<<<<
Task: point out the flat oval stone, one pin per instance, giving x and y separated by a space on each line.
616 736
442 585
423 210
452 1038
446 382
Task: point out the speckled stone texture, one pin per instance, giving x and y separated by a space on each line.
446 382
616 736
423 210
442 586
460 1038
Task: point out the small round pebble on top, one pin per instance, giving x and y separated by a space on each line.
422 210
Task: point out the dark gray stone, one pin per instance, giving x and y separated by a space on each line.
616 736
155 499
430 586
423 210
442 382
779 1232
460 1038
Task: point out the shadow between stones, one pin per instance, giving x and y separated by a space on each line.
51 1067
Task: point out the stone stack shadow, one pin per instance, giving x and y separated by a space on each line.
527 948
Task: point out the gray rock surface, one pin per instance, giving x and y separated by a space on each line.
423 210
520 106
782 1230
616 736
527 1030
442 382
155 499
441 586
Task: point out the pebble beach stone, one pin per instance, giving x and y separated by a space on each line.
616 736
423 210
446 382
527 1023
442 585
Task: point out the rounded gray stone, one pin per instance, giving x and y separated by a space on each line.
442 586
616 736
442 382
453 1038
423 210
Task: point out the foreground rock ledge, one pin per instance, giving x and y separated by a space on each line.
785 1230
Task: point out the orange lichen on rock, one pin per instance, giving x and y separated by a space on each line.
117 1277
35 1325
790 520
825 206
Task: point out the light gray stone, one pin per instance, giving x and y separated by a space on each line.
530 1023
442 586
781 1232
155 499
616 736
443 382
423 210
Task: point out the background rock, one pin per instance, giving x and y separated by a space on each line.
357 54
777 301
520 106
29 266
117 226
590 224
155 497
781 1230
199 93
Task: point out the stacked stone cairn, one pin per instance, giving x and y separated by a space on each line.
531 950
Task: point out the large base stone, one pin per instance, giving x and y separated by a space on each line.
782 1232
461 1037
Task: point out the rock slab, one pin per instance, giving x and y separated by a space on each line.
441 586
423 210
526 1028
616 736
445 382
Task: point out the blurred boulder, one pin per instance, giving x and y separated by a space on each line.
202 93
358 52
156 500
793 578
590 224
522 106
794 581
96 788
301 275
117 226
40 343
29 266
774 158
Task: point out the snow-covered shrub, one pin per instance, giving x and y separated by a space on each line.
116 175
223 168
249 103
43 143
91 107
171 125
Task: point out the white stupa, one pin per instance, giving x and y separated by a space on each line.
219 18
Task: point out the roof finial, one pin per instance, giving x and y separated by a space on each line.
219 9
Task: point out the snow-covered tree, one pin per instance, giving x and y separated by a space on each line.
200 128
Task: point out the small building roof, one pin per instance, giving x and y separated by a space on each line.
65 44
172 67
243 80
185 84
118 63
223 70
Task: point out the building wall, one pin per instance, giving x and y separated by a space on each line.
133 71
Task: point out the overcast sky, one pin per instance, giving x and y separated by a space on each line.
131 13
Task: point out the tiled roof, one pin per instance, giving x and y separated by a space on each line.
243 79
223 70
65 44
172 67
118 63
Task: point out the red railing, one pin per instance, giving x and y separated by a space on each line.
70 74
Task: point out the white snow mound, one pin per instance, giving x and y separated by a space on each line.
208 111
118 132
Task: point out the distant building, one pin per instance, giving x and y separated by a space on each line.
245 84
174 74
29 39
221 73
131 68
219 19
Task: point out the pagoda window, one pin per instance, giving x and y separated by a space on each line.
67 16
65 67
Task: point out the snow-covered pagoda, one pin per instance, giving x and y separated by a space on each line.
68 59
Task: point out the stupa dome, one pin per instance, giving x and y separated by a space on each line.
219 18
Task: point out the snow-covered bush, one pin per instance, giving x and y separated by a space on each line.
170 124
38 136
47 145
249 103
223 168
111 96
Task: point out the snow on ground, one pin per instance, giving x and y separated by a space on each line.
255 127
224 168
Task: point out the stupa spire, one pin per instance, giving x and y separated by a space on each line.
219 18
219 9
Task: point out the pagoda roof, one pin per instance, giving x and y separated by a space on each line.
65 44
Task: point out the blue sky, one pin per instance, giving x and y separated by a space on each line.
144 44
>>>>
=== Exercise description ===
The records must be given again in full, exactly as they were written.

=== Solution to the exercise ===
Task: point out the flat oval stone, one pin per instance, giving x and y separated by a space on each line.
616 736
442 585
423 210
452 1038
446 382
Task: point out the speckled stone texture, one pin per instance, giving x and y separated by a space on each line.
446 382
616 736
423 210
442 586
460 1038
Task: point out the small round pebble on top, one pin per instance, giving x and y separated by a space on each line.
422 210
Task: point out the dark gray stone, one pin per instance, giving x and y separated by a space on each line.
616 736
155 499
430 586
423 210
442 382
779 1232
460 1038
Task: point out the shadow between stones, one pin per instance, giving x and y separated by a space on each line.
51 1067
Task: point out the stone stack shadow, one pin per instance, giving x and y separated by a space on each line.
527 948
Task: point out the gray rock surface, one pin per instance, giving x and y separated by a space on each line.
423 210
520 106
782 1230
616 736
527 1030
442 382
155 499
441 586
Task: point out the pebble beach stone, one pin per instance, giving x and y separated by a space on each line.
616 736
423 210
446 382
527 1023
442 585
Task: point out the rounded gray stone, one pin per instance, giving x and y separated by a space on each line.
442 586
616 736
442 382
453 1038
423 210
Task: point out the foreground rock ledge, one pin per instance, giving x and y separated by a space on each line.
785 1230
Task: point out the orange lichen on rock, one pin per instance, giving x and y separated by a space on each line.
117 1277
35 1325
790 520
825 206
Task: point out the light gray stone, one pin per instance, giving x and y separated by a space on each line.
530 1023
442 586
781 1232
155 499
616 736
443 382
423 210
Task: point out the background rock, one pin per instance, giving x and y separated by a space on each line.
357 54
777 301
520 106
29 266
117 226
590 224
155 497
781 1230
199 93
Task: point out the stacked stone cairn, one pin per instance, giving x and y separated by a space on each line.
531 950
Task: point out the large base stone, one pin per instance, giving x and y separated by a space on each line.
782 1232
461 1037
Task: point out the rock slab, one pin per instance, giving x and y separated by a space on each line.
441 586
423 210
526 1028
616 736
445 382
Task: point out the blurred boulder, one pin per instance, giving x and y separated by a space on each line.
202 93
358 52
156 500
793 578
590 224
522 106
794 581
96 788
301 275
117 226
40 343
29 266
774 158
Task: point out the snow-covered shrub, one pin per instance, giving x and y separated by a space on each line.
116 175
223 168
249 103
43 143
91 107
171 125
Task: point out the white stupa, one pin per instance, giving x and y separated by a space on each line.
219 18
Task: point out the roof finial, one pin per instance, giving x and y separated by a space on each line.
219 9
Task: point out the snow-covered tree, one pin per instance, giving x and y separated by a space on each line.
200 128
Task: point out the small building roof, one pin per instance, giving x and y separated by a space on each line.
65 44
172 67
243 80
185 84
118 63
223 70
Task: point out the building wall, one pin per instance, giving x and y separated by a space on each line.
133 71
Task: point out the overcast sky, one pin per instance, giving x and y separated by a space on each line.
131 13
Task: point out the tiled roof, one pin per instance, giving x and y separated by a space on each line.
243 79
223 70
65 44
172 67
118 63
Task: point out the red railing, one pin per instance, giving x and y separated by a space on each line.
70 74
Task: point out the white snow mound, one pin per instance, giving x and y separated by a space on each line.
208 111
118 132
Task: point out the distant building, one pin per instance, giving x and y separated by a space on each line.
245 84
174 74
29 39
221 73
131 68
219 19
Task: point out the pagoda window, one pin per instance, giving x and y separated by a space on each line.
67 16
65 67
Task: point out the snow-covered pagoda, one pin per instance, giving x and y separated by a space on each line.
68 59
Task: point out the stupa dome, one pin per instance, giving x and y separated by a space on each line.
219 18
Task: point out the snow-covered bush, one pin per instance, giving x and y separated by a space on each line.
170 124
38 136
47 145
249 103
223 168
111 96
Task: point out the snow on ground, one pin per instance, giving x and y separated by a space on each line.
255 127
224 168
Task: point out the stupa spire, one pin per instance, giving x and y separated by a space on each line.
219 18
219 9
Task: point out the pagoda roof, one pin per instance, giving x and y separated by a space on each line.
65 44
Task: point out the blue sky, one pin per instance, giving x and y separated by a space on each line.
144 44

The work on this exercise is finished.